■ PROBLEM STATEMENT ■
Rewrite the records below, substituting "one instance on each line" for every occurrence of "one instance per line" and leaving all other text unchanged.
# Start of INFORMATION SUPPLIED
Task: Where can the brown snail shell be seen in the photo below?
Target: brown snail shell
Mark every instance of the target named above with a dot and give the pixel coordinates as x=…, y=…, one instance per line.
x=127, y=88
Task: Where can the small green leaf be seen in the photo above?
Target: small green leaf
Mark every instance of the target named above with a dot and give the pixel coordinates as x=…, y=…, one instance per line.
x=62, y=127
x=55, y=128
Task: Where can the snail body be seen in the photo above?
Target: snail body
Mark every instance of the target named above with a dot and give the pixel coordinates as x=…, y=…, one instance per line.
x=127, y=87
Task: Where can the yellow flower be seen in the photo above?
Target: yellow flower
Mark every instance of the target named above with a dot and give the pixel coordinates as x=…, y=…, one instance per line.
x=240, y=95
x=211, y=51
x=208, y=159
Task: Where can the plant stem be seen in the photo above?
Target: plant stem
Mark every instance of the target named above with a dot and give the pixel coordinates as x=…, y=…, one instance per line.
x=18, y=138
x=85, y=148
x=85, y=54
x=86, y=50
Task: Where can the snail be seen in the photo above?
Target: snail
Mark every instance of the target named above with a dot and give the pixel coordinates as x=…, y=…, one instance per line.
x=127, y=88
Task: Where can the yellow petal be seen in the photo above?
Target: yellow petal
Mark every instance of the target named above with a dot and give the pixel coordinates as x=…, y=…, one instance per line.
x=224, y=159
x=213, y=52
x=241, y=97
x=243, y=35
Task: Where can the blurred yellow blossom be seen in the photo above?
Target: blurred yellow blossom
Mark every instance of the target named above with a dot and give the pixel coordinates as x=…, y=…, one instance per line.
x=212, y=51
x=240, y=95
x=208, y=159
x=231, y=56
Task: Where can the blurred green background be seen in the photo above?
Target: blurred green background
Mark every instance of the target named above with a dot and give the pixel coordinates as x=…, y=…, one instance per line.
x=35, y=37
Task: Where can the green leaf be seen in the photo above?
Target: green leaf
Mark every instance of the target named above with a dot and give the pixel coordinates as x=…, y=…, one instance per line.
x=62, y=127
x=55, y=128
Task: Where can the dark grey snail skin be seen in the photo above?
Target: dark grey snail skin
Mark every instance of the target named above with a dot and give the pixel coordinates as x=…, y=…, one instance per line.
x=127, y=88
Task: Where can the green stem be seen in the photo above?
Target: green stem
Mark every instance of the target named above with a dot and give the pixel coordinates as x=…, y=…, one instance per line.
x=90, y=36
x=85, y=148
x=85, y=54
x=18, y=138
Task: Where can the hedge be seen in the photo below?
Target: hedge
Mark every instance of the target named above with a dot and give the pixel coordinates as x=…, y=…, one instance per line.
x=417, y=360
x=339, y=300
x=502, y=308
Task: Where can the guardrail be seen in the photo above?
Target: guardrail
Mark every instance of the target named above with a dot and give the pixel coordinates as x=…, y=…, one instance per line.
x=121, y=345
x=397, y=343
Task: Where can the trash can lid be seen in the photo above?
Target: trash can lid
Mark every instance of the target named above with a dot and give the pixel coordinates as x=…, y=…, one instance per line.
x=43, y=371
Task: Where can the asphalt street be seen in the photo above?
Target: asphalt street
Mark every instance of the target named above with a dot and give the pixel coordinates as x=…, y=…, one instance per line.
# End of INFORMATION SUPPLIED
■ WRITTEN ANSWER ■
Task: Where can the brown snail shell be seen in the photo below?
Target: brown snail shell
Mark every instance of the target named above with a dot and give the pixel coordinates as x=…, y=…, one instance on each line.
x=127, y=88
Task: Where can the small green leaf be seen in the photo above?
Target: small green leaf
Mark every instance of the target named above with a dot and give the pixel coordinates as x=…, y=…, one instance on each line.
x=62, y=127
x=55, y=128
Task: Where can the snail body be seen in the photo above?
Target: snail body
Mark every instance of the target named above with a dot and give the pixel coordinates as x=…, y=…, one instance on each line.
x=127, y=87
Task: Where can the yellow flower be seen in the photo above?
Target: yellow flower
Mark every instance of the target named above with a dot and give the pixel coordinates as x=…, y=…, one instance on each line.
x=240, y=95
x=211, y=51
x=208, y=159
Task: Where can the plant stem be seen in the photo above?
Target: plant stem
Mark every instance of the target named above with a dot and give the pixel coordinates as x=…, y=…, one instance on each line.
x=18, y=138
x=85, y=148
x=85, y=54
x=86, y=50
Task: Where can the snail be seen in the photo above?
Target: snail
Mark every instance of the target named above with a dot and give the pixel coordinates as x=…, y=…, one instance on each line.
x=127, y=88
Task: Where can the yellow petal be seen in the photo above?
Target: yellow petal
Mark every instance of the target named above with a dot and give the pixel coordinates as x=…, y=…, one instance on each line.
x=224, y=159
x=213, y=52
x=241, y=97
x=243, y=35
Task: Where can the blurred yellow blossom be seen in the photo above?
Target: blurred yellow blossom
Mark every instance of the target named above with a dot and give the pixel coordinates as x=…, y=…, one instance on each line.
x=212, y=51
x=240, y=95
x=208, y=159
x=231, y=56
Task: Where can the blurred green background be seen in the photo above?
Target: blurred green background
Mark every instance of the target named above with a dot and give the pixel coordinates as x=…, y=…, one instance on each line.
x=35, y=37
Task: Where can the green leaf be seen in the photo above?
Target: green leaf
Mark every instance of the target named above with a dot and give the pixel coordinates as x=…, y=…, one instance on each line.
x=62, y=127
x=55, y=128
Task: Where can the dark grey snail skin be seen in the photo above?
Target: dark grey snail skin
Mark every instance of the target named above with a dot and give the pixel coordinates as x=…, y=…, one instance on each line.
x=127, y=88
Task: Where can the green stem be seen in the photo above?
Target: green stem
Mark every instance of the target named above with a dot and give the pixel coordinates as x=…, y=…, one instance on each line.
x=90, y=36
x=85, y=148
x=85, y=54
x=18, y=138
Task: Where can the hedge be seen in the photo below?
Target: hedge
Mark every instance of the target named above with a dot and give the pixel coordinates as x=…, y=…, one instance on each line.
x=417, y=360
x=339, y=300
x=502, y=308
Task: Where can the guardrail be seen in the photo above?
Target: guardrail
Mark every instance of the target named above with a dot and give the pixel coordinates as x=…, y=…, one instance on each line.
x=121, y=345
x=397, y=343
Task: Where can the trash can lid be seen in the photo above?
Target: trash can lid
Mark every instance of the target named above with a dot and give the pixel coordinates as x=…, y=…, one instance on each line.
x=43, y=371
Task: Where can the asphalt street be seen in the photo above?
Target: asphalt street
Mark every instance of the target named above with a dot and give the pixel coordinates as x=…, y=…, one instance on each line.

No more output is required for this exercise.